Riil dinasti politik
A
A
A
MINGGU lalu saya dan Faisal Basri, pengamat ekonomi kenamaan dan guru saya, berkunjung ke Bangkok, Thailand, untuk menghadiri workshop yang diselenggarakan Komisi Ekonomi dan Sosial PBB untuk Asia dan Pasifik (UNESCAP).
Ada cerita menarik tentang diskusi UNESCAP, tetapi kali ini saya ingin berbagi oleh-oleh dari kegiatan menelusuri jalan dan pusat keramaian di Bangkok, kota yang pada 1970–1980-an menjadi salah satu pusat perkulakan utama untuk pedagang di Tanah Air. Yang paling menarik bagi kami berdua adalah bagaimana pusat-pusat perdagangan dan turisme ditata untuk berpihak kepada rakyat kecil dan bukannya kepada perusahaan franchise asing. Hanya sejumlah kecil mal menjual produk bermerek sekelas Louis Vuitton dan McDonald.
Kebanyakan mal ber- AC justru berisi pedagang lokal yang menjual produk buatan Thailand. Ada mal yang tutup pukul 19.00 karena setelah itu para pedagang kaki lima di depan mal mendadak lebih ramai. Tak mengherankan, produk produsen kecil di sana terdongkrak ke pasar internasional! Kami juga mencermati betapa cerdasnya ide pembuatan Asiatique Night Market di pinggir SungaiChaoPhraya, kagumpada keterpaduan rencana pemerintah untuk menjadikan Bangkok sebagai tempat liburan yang ramah untuk keluarga, bahkan keluarga berkantong paspasan sekalipun.

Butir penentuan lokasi
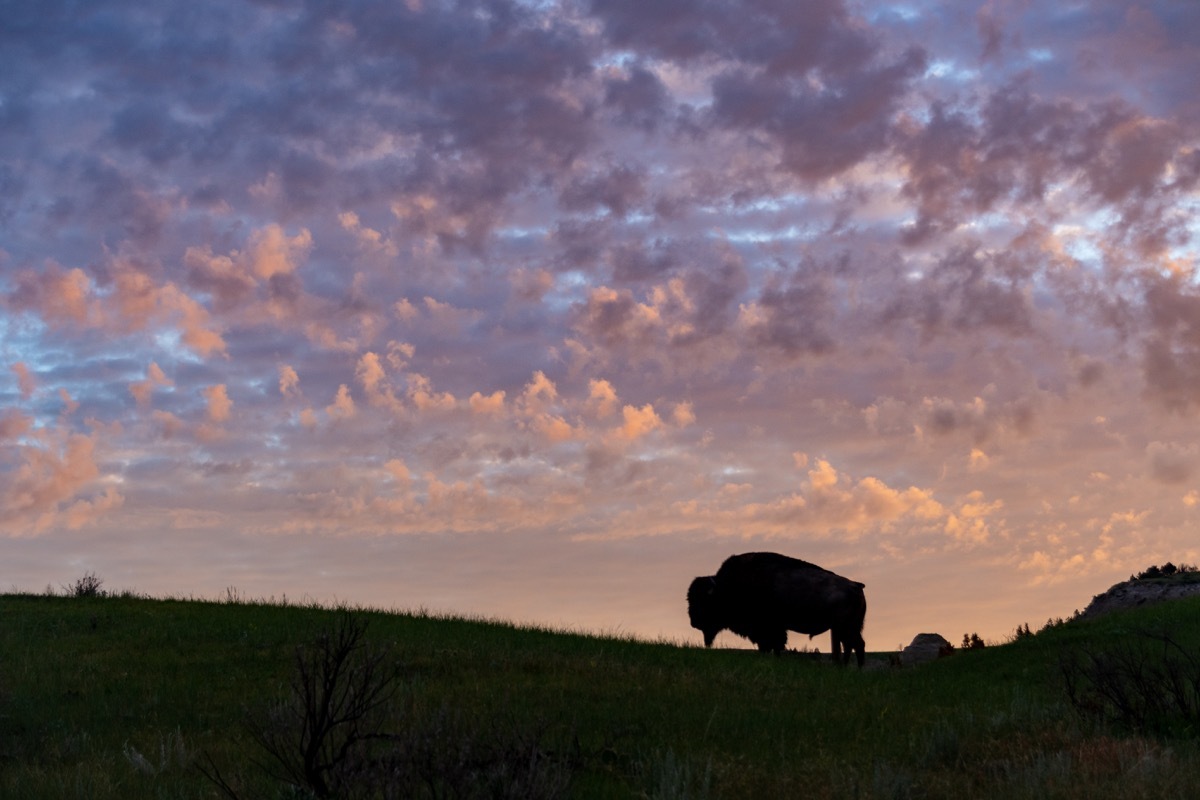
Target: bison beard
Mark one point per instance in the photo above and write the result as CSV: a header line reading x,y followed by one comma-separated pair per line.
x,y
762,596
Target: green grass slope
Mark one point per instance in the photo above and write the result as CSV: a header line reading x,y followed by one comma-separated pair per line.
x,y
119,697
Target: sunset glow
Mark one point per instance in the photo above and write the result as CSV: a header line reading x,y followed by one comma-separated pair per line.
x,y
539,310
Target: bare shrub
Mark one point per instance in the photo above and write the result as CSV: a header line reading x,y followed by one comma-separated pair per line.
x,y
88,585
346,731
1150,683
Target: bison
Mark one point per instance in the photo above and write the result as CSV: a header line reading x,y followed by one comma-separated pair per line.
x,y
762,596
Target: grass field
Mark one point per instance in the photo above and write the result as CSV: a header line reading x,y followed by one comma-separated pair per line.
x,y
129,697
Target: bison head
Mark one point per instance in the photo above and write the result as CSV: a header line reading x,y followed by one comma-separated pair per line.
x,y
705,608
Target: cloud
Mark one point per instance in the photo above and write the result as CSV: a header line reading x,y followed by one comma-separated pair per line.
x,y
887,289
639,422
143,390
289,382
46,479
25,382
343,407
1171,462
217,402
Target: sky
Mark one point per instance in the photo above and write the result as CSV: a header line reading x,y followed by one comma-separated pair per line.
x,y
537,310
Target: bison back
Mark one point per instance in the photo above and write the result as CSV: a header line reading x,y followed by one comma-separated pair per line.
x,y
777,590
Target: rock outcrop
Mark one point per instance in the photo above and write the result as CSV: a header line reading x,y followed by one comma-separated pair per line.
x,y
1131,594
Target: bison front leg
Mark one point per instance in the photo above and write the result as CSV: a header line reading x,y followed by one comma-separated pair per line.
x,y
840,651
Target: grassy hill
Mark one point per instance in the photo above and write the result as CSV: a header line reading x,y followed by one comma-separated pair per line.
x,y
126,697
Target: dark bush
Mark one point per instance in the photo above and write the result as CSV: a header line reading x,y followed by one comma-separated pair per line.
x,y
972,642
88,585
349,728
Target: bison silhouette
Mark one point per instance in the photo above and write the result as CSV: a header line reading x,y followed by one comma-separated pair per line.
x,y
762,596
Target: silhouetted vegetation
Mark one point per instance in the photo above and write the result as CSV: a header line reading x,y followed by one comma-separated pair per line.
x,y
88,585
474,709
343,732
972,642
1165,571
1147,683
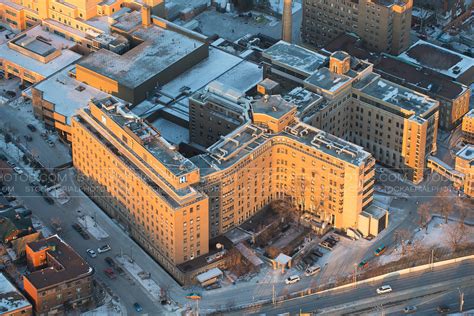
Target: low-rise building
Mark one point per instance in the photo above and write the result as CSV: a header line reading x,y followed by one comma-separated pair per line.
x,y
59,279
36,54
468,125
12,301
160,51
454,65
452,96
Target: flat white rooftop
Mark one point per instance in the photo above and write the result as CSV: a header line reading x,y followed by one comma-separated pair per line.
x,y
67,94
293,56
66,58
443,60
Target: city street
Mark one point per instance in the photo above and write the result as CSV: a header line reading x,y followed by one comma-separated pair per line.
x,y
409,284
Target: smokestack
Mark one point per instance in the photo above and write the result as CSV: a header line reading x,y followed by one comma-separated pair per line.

_Tugas yang Diminta_
**a)** Menurut tulisan tentang Bangkok, siapa penyelenggara workshop yang dihadiri penulis dan Faisal Basri?
**b)** Salin persis bagian tulisan tentang Bangkok mulai "Riil dinasti politik" sampai "dan Pasifik (UNESCAP).", kedua ujungnya ikut disalin.
Pakai hanya tulisan tentang Bangkok untuk mengerjakannya.

_Jawabannya_
**a)** Komisi Ekonomi dan Sosial PBB untuk Asia dan Pasifik (UNESCAP).

**b)**
Riil dinasti politik
A
A
A
MINGGU lalu saya dan Faisal Basri, pengamat ekonomi kenamaan dan guru saya, berkunjung ke Bangkok, Thailand, untuk menghadiri workshop yang diselenggarakan Komisi Ekonomi dan Sosial PBB untuk Asia dan Pasifik (UNESCAP).